# [Given instruction]
Can you format the records below as a Markdown table with the columns Row and Line, giving each non-blank line its own numbered row?

# [Data]
####
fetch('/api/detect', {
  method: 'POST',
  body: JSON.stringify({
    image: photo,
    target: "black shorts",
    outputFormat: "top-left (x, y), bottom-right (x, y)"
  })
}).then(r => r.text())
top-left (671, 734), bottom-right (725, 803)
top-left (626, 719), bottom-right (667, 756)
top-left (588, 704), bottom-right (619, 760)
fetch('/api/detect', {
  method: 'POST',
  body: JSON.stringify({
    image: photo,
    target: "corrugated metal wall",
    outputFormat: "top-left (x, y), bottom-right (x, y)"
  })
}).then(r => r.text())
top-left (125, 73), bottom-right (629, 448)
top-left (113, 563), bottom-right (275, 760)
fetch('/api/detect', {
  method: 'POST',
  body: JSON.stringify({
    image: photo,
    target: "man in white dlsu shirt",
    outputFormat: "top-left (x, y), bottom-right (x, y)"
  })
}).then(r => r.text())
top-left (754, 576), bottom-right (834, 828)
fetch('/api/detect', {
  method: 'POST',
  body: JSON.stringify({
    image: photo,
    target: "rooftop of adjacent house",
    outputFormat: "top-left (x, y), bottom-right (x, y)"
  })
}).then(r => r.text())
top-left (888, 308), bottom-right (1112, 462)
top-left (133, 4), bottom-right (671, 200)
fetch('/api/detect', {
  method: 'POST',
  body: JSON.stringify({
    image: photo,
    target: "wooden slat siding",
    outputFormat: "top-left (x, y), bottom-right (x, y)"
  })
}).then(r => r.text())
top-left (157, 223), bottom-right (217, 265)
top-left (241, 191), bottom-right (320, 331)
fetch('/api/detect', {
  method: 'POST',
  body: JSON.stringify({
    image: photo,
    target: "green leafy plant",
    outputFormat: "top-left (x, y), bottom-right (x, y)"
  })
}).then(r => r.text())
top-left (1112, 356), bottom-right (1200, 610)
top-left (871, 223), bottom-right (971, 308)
####
# [Solution]
| Row | Line |
|---|---|
| 1 | fetch('/api/detect', { |
| 2 |   method: 'POST', |
| 3 |   body: JSON.stringify({ |
| 4 |     image: photo, |
| 5 |     target: "black shorts", |
| 6 |     outputFormat: "top-left (x, y), bottom-right (x, y)" |
| 7 |   }) |
| 8 | }).then(r => r.text()) |
| 9 | top-left (671, 734), bottom-right (725, 803) |
| 10 | top-left (626, 719), bottom-right (667, 756) |
| 11 | top-left (588, 704), bottom-right (619, 760) |
| 12 | fetch('/api/detect', { |
| 13 |   method: 'POST', |
| 14 |   body: JSON.stringify({ |
| 15 |     image: photo, |
| 16 |     target: "corrugated metal wall", |
| 17 |     outputFormat: "top-left (x, y), bottom-right (x, y)" |
| 18 |   }) |
| 19 | }).then(r => r.text()) |
| 20 | top-left (125, 73), bottom-right (629, 448) |
| 21 | top-left (113, 563), bottom-right (275, 760) |
| 22 | fetch('/api/detect', { |
| 23 |   method: 'POST', |
| 24 |   body: JSON.stringify({ |
| 25 |     image: photo, |
| 26 |     target: "man in white dlsu shirt", |
| 27 |     outputFormat: "top-left (x, y), bottom-right (x, y)" |
| 28 |   }) |
| 29 | }).then(r => r.text()) |
| 30 | top-left (754, 576), bottom-right (834, 828) |
| 31 | fetch('/api/detect', { |
| 32 |   method: 'POST', |
| 33 |   body: JSON.stringify({ |
| 34 |     image: photo, |
| 35 |     target: "rooftop of adjacent house", |
| 36 |     outputFormat: "top-left (x, y), bottom-right (x, y)" |
| 37 |   }) |
| 38 | }).then(r => r.text()) |
| 39 | top-left (888, 308), bottom-right (1112, 462) |
| 40 | top-left (133, 4), bottom-right (671, 200) |
| 41 | fetch('/api/detect', { |
| 42 |   method: 'POST', |
| 43 |   body: JSON.stringify({ |
| 44 |     image: photo, |
| 45 |     target: "wooden slat siding", |
| 46 |     outputFormat: "top-left (x, y), bottom-right (x, y)" |
| 47 |   }) |
| 48 | }).then(r => r.text()) |
| 49 | top-left (157, 223), bottom-right (217, 265) |
| 50 | top-left (241, 191), bottom-right (320, 331) |
| 51 | fetch('/api/detect', { |
| 52 |   method: 'POST', |
| 53 |   body: JSON.stringify({ |
| 54 |     image: photo, |
| 55 |     target: "green leafy plant", |
| 56 |     outputFormat: "top-left (x, y), bottom-right (x, y)" |
| 57 |   }) |
| 58 | }).then(r => r.text()) |
| 59 | top-left (1112, 356), bottom-right (1200, 610) |
| 60 | top-left (871, 223), bottom-right (971, 308) |